EXTRACT ->
========================

This Is The Single Biggest Myth About Abortion In Australia

    "We really are talking very, very small numbers – one or two a year if even that."

    In Australia's sunshine state of Queensland, where abortion is still a crime, two billboards erected by Christian lobby group Cherish Life illustrate a common misconception about abortion.


    The billboards feature a baby, reaffirming the myth that later term abortions are common or make up a statistically significant portion of terminations in Australia.

    They do not.

    A later term abortion is one performed at or after 24 weeks gestation.

    It's difficult to get up to date statistics on abortion in Australia, but according to the most recent figures from the Australian Institute of Health and Welfare, just 0.7% of abortions were carried out at or after 20 weeks. Most (94.6%) of abortions in Australia take place before 13 weeks of gestation.

    The first 12 weeks of pregnancy are known as the "first trimester".

    Abortion is performed from six weeks gestation, when an embryo is the size of a lentil. At the end of the first trimester, an embryo is the size of a small apricot.

    So an accurate, but less emotive, billboard would have featured a depiction of what most Australian women are aborting in the first trimester of a pregnancy: a tiny embryo between the size of a lentil and an apricot.

    Unlike in most other Australian states, abortion is only lawful in Queensland if performed to “prevent serious danger to the woman’s physical or mental health”.

    There's currently an ongoing inquiry into terminations before a bill to decriminalise abortion is debated in the state's parliament.

    Witnesses from the state's health department, who last month appeared before the inquiry, said there were 120 terminations performed at or over 20 weeks gestation in 2015 statewide, and that the majority of abortions would have been performed before 22 weeks.

========================

GIVEN DATA ->
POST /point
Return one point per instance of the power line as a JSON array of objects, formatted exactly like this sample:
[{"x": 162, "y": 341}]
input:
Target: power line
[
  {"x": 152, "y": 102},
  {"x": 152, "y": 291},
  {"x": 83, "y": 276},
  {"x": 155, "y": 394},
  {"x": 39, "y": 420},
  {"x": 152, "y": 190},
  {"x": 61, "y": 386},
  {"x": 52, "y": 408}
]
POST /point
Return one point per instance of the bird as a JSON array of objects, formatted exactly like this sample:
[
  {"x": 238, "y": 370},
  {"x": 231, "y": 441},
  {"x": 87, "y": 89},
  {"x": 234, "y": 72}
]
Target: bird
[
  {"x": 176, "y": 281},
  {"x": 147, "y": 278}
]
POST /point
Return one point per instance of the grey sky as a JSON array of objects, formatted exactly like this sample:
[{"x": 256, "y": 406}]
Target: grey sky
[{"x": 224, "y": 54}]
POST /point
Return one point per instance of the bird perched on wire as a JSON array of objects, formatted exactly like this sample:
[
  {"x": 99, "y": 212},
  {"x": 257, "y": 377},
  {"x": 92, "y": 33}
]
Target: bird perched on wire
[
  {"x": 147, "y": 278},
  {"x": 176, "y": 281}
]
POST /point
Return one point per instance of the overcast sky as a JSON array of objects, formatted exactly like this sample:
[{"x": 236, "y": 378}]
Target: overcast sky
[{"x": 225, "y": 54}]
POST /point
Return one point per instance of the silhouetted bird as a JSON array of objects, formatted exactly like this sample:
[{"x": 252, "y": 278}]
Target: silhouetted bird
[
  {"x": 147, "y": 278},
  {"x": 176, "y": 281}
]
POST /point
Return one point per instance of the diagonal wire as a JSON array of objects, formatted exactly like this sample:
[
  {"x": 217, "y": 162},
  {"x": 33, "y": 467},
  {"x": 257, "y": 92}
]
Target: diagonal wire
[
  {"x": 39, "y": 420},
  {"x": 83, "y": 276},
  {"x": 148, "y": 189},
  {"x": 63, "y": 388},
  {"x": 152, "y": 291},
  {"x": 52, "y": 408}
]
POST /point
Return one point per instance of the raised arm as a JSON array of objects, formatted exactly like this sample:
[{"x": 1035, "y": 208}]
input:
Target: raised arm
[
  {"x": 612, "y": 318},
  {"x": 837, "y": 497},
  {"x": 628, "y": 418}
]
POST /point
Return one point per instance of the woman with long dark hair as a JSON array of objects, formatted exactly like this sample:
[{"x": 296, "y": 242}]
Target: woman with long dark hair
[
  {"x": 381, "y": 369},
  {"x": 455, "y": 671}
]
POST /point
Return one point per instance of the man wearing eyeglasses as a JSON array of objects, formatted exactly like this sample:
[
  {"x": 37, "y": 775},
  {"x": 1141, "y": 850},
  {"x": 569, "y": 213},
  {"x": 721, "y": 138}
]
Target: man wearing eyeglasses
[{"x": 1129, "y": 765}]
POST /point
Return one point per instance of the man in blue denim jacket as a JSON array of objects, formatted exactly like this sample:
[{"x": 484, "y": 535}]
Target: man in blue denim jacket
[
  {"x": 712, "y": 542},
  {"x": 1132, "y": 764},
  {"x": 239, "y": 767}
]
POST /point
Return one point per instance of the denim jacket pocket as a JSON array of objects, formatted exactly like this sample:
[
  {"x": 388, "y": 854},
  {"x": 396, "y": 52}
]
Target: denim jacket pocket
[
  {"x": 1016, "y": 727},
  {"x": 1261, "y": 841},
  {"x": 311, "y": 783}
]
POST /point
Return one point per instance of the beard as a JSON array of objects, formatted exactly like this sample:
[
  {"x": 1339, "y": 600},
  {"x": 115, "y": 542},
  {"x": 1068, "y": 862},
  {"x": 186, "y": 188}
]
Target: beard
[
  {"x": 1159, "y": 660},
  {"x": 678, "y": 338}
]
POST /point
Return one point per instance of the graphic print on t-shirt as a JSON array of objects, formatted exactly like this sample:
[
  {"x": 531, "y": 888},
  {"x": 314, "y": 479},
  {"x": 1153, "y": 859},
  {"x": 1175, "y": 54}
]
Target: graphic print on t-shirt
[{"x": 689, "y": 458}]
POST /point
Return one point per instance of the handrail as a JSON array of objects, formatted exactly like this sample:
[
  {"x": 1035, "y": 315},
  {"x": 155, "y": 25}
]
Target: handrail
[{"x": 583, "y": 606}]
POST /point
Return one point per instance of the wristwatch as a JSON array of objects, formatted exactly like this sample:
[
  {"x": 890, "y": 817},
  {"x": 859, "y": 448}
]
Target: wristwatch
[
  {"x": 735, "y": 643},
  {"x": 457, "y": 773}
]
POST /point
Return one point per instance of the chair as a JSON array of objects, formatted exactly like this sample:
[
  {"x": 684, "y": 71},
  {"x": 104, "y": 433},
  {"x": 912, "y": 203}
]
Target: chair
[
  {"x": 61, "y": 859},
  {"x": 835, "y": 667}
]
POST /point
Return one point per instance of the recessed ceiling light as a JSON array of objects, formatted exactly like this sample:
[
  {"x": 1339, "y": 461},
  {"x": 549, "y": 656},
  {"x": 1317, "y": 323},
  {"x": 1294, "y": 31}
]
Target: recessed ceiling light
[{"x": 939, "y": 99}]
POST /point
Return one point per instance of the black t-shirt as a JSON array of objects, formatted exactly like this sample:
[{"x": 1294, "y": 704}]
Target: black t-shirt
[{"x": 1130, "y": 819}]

========================

REQUIREMENT 1 ->
Can you reproduce the stretch of the article on abortion in Australia from "Abortion is performed" through "and an apricot."?
REQUIREMENT 2 ->
In the article on abortion in Australia, which Christian lobby group put up the two billboards in Queensland?
REQUIREMENT 3 ->
Can you extend the article on abortion in Australia past its final paragraph?

RESPONSE AREA 1 ->
Abortion is performed from six weeks gestation, when an embryo is the size of a lentil. At the end of the first trimester, an embryo is the size of a small apricot.

    So an accurate, but less emotive, billboard would have featured a depiction of what most Australian women are aborting in the first trimester of a pregnancy: a tiny embryo between the size of a lentil and an apricot.

RESPONSE AREA 2 ->
Cherish Life

RESPONSE AREA 3 ->
    When asked what the "latest late term abortion" was that had occurred in the state, Queensland Health's Statewide Maternity and Neonatal Clinical Network chair, Associate Professor Dr Rebecca Kimble, said it tended to be at 22 weeks.

    "But then we have had to have terminations – and we are talking really rare situations – where continuation of the pregnancy of an undiagnosed cardiac condition in the mother, for instance, may require termination of pregnancy beyond 22 weeks because continuation would kill the mother," Kimble said.

    "We really are talking very, very small numbers – one or two a year if even that."

    The state's pro-choice counselling service, Children By Choice, said second trimester abortions were rare.

    Most occurred because the pregnancy was wanted but the parents had received a devastating foetal diagnosis or maternal health complication or the patient lived in rural and remote areas of Queensland and had experienced long delays accessing an abortion provider.

    Other reasons were that the patient was under 14 years of age and hadn't recognised the pregnancy earlier or lived with "high levels of violence and control" and had been unable to seek support earlier without their partner knowing.